_Stated task_
Please report each line in the rows below that contains the word "shadow", copying every such line in full. Matches are case-sensitive.

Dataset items
........
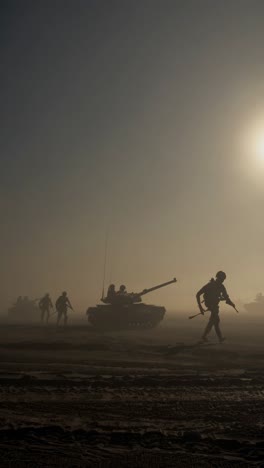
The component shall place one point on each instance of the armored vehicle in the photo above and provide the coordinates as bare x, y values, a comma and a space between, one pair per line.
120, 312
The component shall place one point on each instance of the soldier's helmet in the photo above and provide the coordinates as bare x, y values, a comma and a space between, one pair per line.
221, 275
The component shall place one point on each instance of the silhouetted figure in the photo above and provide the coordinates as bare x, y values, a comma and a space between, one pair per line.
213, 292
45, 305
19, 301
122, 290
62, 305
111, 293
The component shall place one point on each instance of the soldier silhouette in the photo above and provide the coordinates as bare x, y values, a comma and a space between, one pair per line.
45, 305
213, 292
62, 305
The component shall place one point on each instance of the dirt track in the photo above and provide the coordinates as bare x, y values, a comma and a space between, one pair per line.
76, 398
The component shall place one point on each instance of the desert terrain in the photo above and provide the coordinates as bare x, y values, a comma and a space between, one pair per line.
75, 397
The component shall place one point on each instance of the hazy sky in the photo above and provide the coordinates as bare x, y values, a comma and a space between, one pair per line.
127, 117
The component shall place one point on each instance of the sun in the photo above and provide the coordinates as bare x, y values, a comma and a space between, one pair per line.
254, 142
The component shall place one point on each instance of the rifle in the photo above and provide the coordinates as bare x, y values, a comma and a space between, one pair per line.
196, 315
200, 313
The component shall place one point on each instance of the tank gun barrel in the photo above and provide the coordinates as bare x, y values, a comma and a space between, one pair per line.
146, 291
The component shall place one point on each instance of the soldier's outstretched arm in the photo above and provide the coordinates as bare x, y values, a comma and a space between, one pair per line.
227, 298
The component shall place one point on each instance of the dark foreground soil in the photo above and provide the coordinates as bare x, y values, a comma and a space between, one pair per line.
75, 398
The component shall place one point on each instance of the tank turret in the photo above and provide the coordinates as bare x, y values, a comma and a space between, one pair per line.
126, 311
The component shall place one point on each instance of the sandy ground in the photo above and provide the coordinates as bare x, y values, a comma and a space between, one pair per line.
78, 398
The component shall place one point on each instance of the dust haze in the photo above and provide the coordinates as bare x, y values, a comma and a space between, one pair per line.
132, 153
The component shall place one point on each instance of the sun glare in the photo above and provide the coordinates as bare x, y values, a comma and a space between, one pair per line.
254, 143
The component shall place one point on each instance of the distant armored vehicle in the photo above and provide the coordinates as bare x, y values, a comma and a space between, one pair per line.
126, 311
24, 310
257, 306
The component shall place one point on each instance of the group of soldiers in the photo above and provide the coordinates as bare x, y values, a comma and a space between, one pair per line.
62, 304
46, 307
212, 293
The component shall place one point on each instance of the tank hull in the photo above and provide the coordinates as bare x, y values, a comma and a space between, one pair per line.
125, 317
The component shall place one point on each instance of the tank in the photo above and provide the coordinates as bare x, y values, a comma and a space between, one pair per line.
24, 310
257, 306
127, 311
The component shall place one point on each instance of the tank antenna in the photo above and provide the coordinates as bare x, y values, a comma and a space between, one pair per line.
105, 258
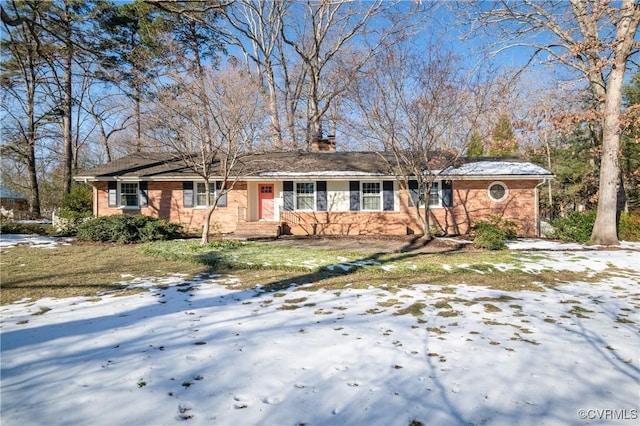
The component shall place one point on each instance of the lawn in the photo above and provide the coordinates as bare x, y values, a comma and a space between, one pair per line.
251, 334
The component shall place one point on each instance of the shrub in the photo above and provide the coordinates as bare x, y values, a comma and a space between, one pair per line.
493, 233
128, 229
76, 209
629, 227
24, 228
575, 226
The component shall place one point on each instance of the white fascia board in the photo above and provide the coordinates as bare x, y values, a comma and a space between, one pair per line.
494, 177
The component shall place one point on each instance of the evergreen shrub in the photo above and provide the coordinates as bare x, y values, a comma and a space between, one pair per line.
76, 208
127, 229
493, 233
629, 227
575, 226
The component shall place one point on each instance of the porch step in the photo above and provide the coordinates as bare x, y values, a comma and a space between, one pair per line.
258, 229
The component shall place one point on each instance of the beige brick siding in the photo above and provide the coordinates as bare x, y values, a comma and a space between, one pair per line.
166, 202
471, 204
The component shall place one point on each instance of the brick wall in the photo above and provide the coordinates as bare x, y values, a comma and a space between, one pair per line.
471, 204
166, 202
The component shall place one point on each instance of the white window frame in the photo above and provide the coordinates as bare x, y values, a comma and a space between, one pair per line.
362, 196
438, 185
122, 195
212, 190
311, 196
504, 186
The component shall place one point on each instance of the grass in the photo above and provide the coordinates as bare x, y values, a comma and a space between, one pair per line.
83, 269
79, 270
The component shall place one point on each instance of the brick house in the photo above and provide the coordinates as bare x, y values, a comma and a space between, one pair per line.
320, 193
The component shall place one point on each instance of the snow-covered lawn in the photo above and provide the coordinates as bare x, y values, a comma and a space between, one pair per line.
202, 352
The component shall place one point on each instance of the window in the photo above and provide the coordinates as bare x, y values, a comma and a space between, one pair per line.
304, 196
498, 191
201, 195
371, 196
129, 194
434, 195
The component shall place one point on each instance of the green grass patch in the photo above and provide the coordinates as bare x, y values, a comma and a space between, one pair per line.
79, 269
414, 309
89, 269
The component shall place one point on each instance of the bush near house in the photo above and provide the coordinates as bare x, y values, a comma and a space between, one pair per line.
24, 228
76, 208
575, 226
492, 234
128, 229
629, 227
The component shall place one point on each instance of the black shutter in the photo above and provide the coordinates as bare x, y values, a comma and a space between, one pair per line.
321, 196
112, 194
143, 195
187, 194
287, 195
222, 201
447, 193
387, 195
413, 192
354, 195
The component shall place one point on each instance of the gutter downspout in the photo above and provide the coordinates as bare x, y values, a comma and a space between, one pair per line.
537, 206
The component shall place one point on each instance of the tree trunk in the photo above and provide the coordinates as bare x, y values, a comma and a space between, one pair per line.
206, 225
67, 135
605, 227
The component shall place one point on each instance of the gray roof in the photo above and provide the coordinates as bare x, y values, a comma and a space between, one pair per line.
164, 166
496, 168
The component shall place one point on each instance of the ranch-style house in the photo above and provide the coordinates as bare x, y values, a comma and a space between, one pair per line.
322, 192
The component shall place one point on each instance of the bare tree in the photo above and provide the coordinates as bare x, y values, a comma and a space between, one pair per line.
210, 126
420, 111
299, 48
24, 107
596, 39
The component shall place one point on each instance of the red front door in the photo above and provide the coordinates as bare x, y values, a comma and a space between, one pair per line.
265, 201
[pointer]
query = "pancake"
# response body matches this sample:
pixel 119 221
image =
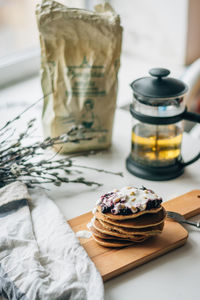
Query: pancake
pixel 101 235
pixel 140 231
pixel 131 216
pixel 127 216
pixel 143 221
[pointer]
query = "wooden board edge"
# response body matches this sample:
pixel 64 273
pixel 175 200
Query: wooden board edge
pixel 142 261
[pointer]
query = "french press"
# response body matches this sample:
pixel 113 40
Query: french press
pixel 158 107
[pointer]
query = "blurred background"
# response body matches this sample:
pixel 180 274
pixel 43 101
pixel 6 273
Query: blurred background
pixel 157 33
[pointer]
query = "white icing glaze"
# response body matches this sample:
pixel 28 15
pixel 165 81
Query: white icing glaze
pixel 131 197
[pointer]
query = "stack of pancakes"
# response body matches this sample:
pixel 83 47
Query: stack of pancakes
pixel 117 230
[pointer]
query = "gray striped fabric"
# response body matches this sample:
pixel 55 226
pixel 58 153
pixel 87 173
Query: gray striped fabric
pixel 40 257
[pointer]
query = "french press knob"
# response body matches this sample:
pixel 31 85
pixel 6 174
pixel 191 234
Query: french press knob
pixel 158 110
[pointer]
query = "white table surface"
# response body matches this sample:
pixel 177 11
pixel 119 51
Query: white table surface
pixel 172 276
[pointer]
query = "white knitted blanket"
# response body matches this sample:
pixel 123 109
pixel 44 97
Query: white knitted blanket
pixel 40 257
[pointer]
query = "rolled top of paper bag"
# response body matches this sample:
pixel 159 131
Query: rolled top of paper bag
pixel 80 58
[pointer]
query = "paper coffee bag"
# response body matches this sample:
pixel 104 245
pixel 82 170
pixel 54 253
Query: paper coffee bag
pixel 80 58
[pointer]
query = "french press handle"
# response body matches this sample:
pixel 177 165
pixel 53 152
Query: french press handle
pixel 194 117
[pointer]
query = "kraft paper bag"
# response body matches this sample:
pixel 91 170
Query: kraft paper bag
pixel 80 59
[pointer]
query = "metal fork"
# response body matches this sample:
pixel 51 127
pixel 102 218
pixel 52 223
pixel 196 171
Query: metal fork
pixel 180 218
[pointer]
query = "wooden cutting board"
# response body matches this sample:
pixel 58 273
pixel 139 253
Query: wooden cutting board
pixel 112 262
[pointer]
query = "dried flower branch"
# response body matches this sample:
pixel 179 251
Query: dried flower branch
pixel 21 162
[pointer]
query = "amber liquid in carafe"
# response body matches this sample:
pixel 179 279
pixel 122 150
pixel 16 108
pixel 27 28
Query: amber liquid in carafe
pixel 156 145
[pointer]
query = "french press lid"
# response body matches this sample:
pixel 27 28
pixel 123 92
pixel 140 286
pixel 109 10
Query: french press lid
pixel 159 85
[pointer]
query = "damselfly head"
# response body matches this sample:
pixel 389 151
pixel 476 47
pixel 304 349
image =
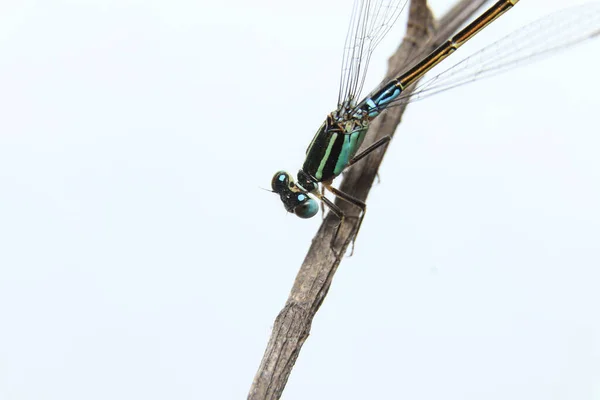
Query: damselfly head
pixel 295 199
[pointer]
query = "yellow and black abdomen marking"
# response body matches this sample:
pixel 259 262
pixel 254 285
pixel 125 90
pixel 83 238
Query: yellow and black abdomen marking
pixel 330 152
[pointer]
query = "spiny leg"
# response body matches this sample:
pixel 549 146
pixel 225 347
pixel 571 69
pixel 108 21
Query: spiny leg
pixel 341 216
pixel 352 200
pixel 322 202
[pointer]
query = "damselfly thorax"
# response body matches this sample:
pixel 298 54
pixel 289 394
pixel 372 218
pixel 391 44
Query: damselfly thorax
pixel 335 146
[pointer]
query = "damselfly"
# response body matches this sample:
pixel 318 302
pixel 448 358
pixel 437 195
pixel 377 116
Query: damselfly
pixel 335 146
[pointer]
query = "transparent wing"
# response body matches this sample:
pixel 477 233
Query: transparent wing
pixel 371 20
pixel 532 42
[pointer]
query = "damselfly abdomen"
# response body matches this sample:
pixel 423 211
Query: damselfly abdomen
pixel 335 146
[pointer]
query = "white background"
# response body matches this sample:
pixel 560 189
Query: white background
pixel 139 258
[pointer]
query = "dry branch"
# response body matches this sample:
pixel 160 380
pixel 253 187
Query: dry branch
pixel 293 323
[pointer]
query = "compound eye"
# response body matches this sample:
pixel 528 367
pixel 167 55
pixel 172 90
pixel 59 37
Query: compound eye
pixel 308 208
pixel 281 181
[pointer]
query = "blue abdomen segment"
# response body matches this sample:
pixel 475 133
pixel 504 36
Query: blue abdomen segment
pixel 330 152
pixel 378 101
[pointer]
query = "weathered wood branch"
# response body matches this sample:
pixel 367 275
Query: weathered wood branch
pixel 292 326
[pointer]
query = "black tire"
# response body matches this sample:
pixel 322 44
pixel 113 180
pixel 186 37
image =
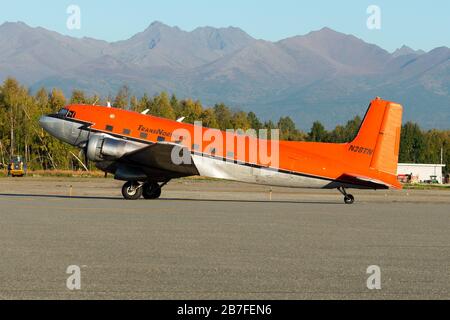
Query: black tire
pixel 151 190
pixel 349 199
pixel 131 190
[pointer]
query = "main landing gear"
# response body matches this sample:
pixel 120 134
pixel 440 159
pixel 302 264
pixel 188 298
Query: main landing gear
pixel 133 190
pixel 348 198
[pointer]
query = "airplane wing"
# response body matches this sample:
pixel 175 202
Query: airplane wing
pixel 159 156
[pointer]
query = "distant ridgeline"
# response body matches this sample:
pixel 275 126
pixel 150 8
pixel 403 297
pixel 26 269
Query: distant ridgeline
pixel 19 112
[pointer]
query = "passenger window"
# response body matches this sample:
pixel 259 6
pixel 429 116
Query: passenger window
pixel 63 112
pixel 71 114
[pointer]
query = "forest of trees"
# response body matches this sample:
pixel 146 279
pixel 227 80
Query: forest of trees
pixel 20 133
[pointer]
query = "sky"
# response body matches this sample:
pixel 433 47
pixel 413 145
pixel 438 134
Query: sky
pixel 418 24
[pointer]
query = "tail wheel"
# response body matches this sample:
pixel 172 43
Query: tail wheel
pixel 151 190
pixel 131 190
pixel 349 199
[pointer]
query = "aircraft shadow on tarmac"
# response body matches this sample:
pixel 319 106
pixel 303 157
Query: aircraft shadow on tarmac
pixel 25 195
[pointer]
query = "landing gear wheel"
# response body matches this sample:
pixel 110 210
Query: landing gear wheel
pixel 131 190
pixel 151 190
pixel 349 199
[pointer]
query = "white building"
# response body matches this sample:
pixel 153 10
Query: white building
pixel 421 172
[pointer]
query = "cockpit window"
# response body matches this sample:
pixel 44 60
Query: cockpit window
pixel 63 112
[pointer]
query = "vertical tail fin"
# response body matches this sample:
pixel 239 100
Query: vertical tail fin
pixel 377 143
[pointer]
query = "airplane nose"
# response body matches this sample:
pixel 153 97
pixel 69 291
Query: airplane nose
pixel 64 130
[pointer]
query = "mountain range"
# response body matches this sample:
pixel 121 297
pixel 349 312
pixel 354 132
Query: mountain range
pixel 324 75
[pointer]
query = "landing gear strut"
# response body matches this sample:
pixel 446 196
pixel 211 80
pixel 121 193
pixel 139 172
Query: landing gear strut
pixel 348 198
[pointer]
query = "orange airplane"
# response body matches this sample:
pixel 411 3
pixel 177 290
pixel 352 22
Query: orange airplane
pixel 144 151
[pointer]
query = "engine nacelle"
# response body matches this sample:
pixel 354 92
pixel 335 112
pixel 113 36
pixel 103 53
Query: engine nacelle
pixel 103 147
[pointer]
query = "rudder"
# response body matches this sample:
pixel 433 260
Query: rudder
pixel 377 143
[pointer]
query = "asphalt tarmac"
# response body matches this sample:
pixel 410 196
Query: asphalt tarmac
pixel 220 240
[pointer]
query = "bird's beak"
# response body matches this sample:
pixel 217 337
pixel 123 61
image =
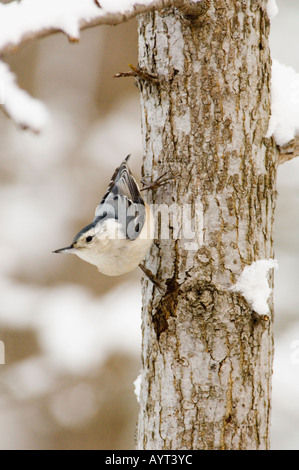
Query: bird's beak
........
_Right answer_
query = "aircraft shadow on tarmac"
Query: aircraft shadow on tarmac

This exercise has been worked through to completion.